Personal information
- Full name: Rafael Gálvez Cerillo
- Date of birth: 20 May 1993 (age 32)
- Place of birth: Córdoba, Spain
- Height: 1.90 m (6 ft 3 in)
- Position: Midfielder

Team information
- Current team: Ciudad de Lucena

Youth career
- Maristas
- Córdoba

Senior career*
- Years: Team / Apps / (Gls)
- 2011–2014: Córdoba B / 89 / (6)
- 2013–2014: Córdoba / 5 / (0)
- 2014–2015: Elche B / 27 / (1)
- 2015: Elche / 4 / (0)
- 2015–2016: Córdoba / 20 / (0)
- 2016–2018: Albacete / 54 / (5)
- 2018–2021: Castellón / 95 / (5)
- 2021–2022: Albacete / 19 / (1)
- 2022–2024: Intercity / 39 / (0)
- 2024: Sestao River / 15 / (0)
- 2025: Recreativo Huelva / 5 / (0)
- 2025–: Ciudad de Lucena / 5 / (1)

= Rafa Gálvez =

Spanish footballer

Rafael "Rafa" Gálvez Cerillo (born 20 May 1993) is a Spanish footballer who plays for Tercera Federación club Ciudad de Lucena as a midfielder.

**Available data:**
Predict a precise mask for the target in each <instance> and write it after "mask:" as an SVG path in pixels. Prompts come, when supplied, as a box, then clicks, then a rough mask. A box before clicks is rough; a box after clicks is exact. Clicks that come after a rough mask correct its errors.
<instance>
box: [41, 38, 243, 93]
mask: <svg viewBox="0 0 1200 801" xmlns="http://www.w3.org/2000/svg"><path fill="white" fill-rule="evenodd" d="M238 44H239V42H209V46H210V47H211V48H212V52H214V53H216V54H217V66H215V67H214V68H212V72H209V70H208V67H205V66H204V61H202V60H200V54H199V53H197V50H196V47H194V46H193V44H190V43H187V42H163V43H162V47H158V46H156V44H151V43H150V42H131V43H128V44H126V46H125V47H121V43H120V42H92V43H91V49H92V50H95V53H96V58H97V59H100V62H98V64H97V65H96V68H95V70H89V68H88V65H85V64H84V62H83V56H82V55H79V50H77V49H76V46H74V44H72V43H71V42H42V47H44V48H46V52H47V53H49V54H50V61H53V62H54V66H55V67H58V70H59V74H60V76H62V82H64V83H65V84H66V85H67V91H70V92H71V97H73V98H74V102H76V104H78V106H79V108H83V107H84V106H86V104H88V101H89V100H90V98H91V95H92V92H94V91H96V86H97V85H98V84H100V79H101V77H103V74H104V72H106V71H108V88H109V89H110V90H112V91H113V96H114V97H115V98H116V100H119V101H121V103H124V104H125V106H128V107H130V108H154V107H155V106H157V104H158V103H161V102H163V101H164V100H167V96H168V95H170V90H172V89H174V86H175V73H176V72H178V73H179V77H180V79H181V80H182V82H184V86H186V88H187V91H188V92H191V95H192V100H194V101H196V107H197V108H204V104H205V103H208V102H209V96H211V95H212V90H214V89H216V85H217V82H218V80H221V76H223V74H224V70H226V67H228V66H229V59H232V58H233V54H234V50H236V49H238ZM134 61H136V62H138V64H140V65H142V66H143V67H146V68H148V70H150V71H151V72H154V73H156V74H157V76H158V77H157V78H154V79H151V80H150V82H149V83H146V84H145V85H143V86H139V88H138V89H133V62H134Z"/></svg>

**The task:**
Answer these questions about the Rafa Gálvez profile:
1. What is his place of birth?
2. How many appearances did he make for Castellón?
3. In which division does his current club, Ciudad de Lucena, play?

**Solution:**
1. Córdoba, Spain
2. 95
3. Tercera Federación